What to produce: Reproduce, without any change, everything in the material below from the line containing "Target: spiral shell" down to the final line of the material.

Rows from a pointing dataset
* * * * * * * * *

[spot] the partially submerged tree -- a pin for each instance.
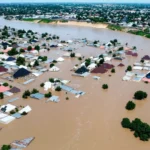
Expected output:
(130, 105)
(105, 86)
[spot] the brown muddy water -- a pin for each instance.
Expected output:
(91, 122)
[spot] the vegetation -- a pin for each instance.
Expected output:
(52, 65)
(5, 84)
(26, 94)
(129, 68)
(24, 113)
(139, 95)
(6, 147)
(20, 61)
(34, 91)
(43, 58)
(72, 55)
(130, 105)
(1, 95)
(115, 27)
(140, 129)
(36, 63)
(67, 98)
(58, 88)
(48, 95)
(29, 48)
(42, 85)
(87, 62)
(37, 47)
(51, 80)
(12, 52)
(105, 86)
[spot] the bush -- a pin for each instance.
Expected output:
(139, 95)
(48, 95)
(58, 88)
(129, 68)
(130, 105)
(113, 71)
(42, 85)
(105, 86)
(126, 123)
(5, 84)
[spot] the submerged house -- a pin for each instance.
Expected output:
(22, 72)
(82, 70)
(146, 57)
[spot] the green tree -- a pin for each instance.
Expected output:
(72, 55)
(58, 88)
(105, 86)
(36, 63)
(12, 52)
(130, 105)
(34, 91)
(5, 84)
(126, 123)
(129, 68)
(48, 95)
(113, 70)
(20, 61)
(29, 48)
(37, 47)
(6, 147)
(51, 65)
(1, 95)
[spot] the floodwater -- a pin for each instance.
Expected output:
(91, 122)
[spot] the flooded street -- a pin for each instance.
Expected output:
(93, 121)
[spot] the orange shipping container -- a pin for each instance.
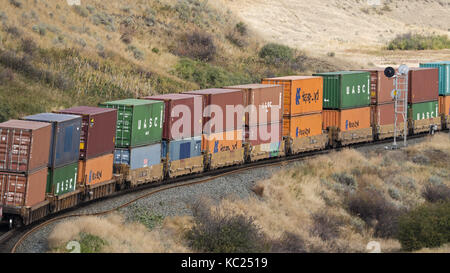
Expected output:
(347, 120)
(302, 126)
(302, 94)
(95, 170)
(444, 105)
(222, 142)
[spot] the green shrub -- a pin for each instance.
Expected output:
(427, 226)
(216, 233)
(275, 53)
(411, 41)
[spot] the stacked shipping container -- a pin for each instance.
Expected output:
(444, 88)
(347, 105)
(138, 138)
(423, 99)
(302, 111)
(64, 151)
(24, 154)
(182, 133)
(98, 131)
(222, 126)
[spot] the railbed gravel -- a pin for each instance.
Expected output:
(177, 201)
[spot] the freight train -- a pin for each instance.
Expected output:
(51, 162)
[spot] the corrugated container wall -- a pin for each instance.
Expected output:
(184, 112)
(24, 145)
(347, 120)
(345, 89)
(223, 142)
(66, 131)
(98, 130)
(17, 189)
(266, 101)
(302, 94)
(424, 110)
(139, 157)
(444, 76)
(423, 85)
(444, 105)
(380, 86)
(182, 149)
(139, 122)
(264, 134)
(63, 179)
(302, 126)
(219, 100)
(96, 170)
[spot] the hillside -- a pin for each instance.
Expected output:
(351, 28)
(53, 55)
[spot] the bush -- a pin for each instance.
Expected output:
(411, 41)
(427, 226)
(436, 192)
(216, 233)
(197, 46)
(275, 53)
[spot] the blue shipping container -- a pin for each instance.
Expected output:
(65, 144)
(182, 149)
(139, 157)
(444, 76)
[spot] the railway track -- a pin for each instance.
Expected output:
(195, 179)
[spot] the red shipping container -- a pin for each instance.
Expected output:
(423, 85)
(380, 86)
(267, 100)
(24, 145)
(219, 100)
(383, 114)
(264, 134)
(181, 109)
(20, 190)
(98, 130)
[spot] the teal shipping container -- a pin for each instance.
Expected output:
(444, 76)
(139, 122)
(345, 89)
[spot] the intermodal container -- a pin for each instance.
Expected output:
(24, 145)
(444, 76)
(66, 131)
(139, 122)
(95, 170)
(217, 105)
(18, 189)
(302, 126)
(345, 89)
(139, 157)
(301, 94)
(62, 180)
(264, 103)
(264, 134)
(98, 130)
(348, 119)
(182, 149)
(380, 86)
(383, 114)
(424, 110)
(183, 115)
(423, 85)
(223, 142)
(444, 105)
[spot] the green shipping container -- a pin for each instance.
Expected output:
(444, 76)
(345, 89)
(424, 110)
(62, 180)
(139, 122)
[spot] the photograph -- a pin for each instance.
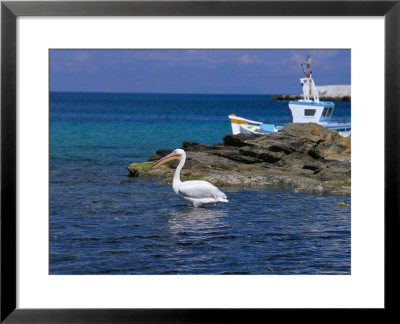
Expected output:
(199, 161)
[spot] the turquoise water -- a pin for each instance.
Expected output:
(104, 222)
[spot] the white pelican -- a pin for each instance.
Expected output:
(196, 192)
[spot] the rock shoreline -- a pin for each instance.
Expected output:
(305, 157)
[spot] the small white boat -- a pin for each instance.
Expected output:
(307, 110)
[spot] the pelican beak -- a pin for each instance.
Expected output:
(165, 159)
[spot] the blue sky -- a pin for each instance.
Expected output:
(194, 71)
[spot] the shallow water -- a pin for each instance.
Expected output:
(104, 222)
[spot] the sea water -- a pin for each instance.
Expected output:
(104, 222)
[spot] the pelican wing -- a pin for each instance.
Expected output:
(200, 190)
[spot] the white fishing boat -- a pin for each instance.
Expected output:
(307, 110)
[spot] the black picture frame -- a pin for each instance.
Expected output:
(10, 10)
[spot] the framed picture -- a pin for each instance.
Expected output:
(71, 143)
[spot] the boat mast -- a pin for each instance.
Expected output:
(307, 72)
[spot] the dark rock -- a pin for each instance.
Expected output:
(239, 140)
(305, 157)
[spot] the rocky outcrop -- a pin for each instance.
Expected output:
(305, 157)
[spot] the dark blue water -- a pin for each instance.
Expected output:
(104, 222)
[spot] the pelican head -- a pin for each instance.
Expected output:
(174, 155)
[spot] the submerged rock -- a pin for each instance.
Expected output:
(305, 157)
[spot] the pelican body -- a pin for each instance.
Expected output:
(197, 192)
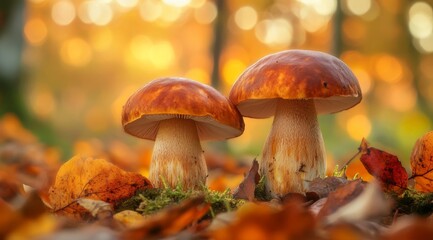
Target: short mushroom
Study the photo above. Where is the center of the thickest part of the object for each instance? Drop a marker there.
(177, 113)
(294, 86)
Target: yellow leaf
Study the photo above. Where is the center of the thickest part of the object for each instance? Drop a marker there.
(85, 177)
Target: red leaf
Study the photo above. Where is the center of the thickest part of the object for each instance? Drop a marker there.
(386, 168)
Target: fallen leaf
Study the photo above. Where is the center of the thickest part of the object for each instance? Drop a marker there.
(408, 228)
(370, 203)
(26, 218)
(248, 185)
(340, 197)
(98, 209)
(357, 230)
(386, 168)
(262, 221)
(169, 221)
(85, 177)
(129, 218)
(321, 187)
(421, 162)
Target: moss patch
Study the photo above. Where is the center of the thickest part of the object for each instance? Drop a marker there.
(149, 201)
(412, 202)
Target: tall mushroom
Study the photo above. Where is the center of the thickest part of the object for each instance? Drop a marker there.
(294, 86)
(177, 113)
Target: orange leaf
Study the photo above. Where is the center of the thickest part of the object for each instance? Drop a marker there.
(247, 186)
(385, 167)
(262, 221)
(340, 197)
(169, 221)
(421, 162)
(85, 177)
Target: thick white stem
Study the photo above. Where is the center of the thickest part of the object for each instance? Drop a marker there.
(294, 152)
(177, 155)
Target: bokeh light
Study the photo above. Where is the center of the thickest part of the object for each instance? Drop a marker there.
(358, 7)
(275, 32)
(76, 52)
(421, 20)
(246, 17)
(74, 49)
(206, 13)
(63, 12)
(35, 31)
(358, 127)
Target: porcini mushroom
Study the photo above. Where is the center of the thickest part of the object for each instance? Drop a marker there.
(294, 86)
(177, 113)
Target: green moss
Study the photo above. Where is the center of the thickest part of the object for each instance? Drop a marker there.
(260, 191)
(412, 202)
(149, 201)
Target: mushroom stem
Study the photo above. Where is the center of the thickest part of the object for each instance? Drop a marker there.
(177, 155)
(294, 152)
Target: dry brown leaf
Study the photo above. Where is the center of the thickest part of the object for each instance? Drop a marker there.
(323, 186)
(261, 221)
(409, 228)
(247, 186)
(98, 209)
(24, 218)
(170, 220)
(340, 197)
(85, 177)
(371, 203)
(385, 167)
(421, 162)
(128, 218)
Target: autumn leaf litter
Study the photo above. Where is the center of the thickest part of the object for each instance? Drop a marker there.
(90, 196)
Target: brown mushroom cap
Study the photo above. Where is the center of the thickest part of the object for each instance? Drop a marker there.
(173, 97)
(295, 74)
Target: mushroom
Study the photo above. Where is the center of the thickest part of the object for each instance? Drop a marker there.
(294, 86)
(177, 113)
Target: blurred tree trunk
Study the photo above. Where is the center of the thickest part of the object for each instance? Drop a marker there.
(219, 34)
(11, 45)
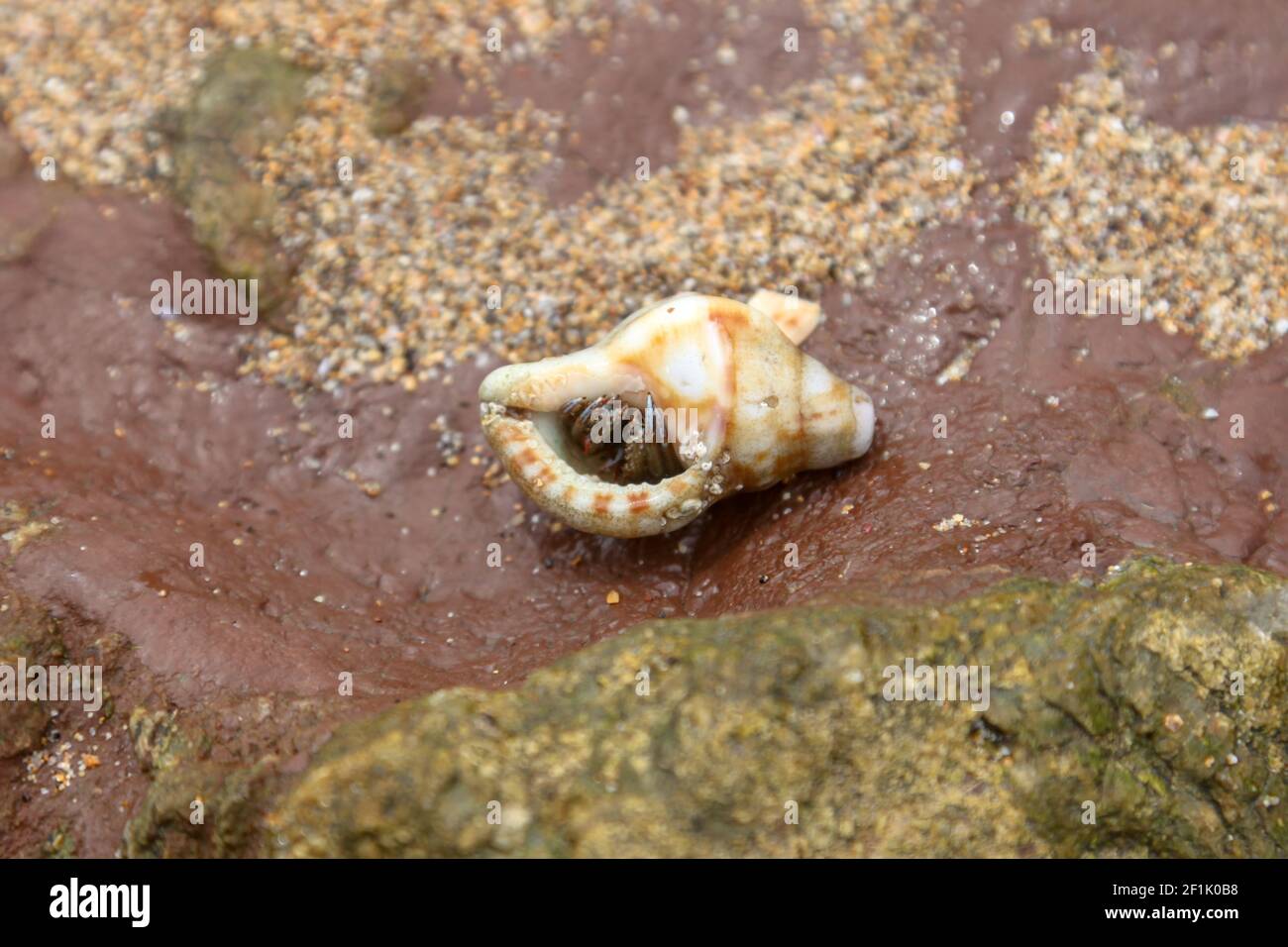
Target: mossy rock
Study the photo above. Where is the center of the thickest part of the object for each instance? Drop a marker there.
(248, 99)
(1157, 696)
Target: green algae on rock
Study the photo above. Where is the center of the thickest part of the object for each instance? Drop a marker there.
(249, 98)
(1157, 696)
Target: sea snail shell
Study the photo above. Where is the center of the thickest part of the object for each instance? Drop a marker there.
(745, 408)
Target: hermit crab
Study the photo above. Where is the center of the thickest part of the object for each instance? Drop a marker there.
(686, 402)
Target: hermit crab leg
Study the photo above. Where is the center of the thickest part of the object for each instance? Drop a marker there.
(584, 501)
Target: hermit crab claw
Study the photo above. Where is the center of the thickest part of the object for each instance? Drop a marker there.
(686, 402)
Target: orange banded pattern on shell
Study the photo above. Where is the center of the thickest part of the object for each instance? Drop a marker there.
(765, 410)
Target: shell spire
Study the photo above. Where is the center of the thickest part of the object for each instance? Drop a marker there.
(686, 402)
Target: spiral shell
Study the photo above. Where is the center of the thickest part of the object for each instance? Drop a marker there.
(741, 407)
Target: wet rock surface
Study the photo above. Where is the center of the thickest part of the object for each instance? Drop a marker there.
(1141, 716)
(327, 556)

* * * * * * * * *

Answer to the exercise:
Target: spiral shell
Study the photo above. Where is the center of the thickest part of the object for each instance? Drop a marker there.
(741, 407)
Target: wet rock surface
Study the photo above. Where is the center of the thickest part of the object for each instance? Drop a marker there.
(1141, 716)
(327, 556)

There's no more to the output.